PROBLEM STATEMENT: The response should consist of the records that follow, printed exactly.

DATASET RECORDS:
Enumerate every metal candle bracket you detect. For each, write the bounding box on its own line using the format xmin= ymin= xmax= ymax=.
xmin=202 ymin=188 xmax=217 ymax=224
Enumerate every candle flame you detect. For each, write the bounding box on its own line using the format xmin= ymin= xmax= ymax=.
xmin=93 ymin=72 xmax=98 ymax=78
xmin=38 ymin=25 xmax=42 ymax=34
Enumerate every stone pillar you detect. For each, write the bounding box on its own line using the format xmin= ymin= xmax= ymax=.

RESULT OF THE EXERCISE:
Enumerate every metal candle bracket you detect. For each, write the bounding box on its own line using the format xmin= ymin= xmax= ymax=.
xmin=202 ymin=188 xmax=217 ymax=224
Enumerate every candle flame you detect. For each, write the bounding box on its own line using the format xmin= ymin= xmax= ymax=.
xmin=93 ymin=72 xmax=98 ymax=78
xmin=38 ymin=25 xmax=42 ymax=34
Enumerate every stone pillar you detect. For each, write the bounding box on its own line using the format xmin= ymin= xmax= ymax=.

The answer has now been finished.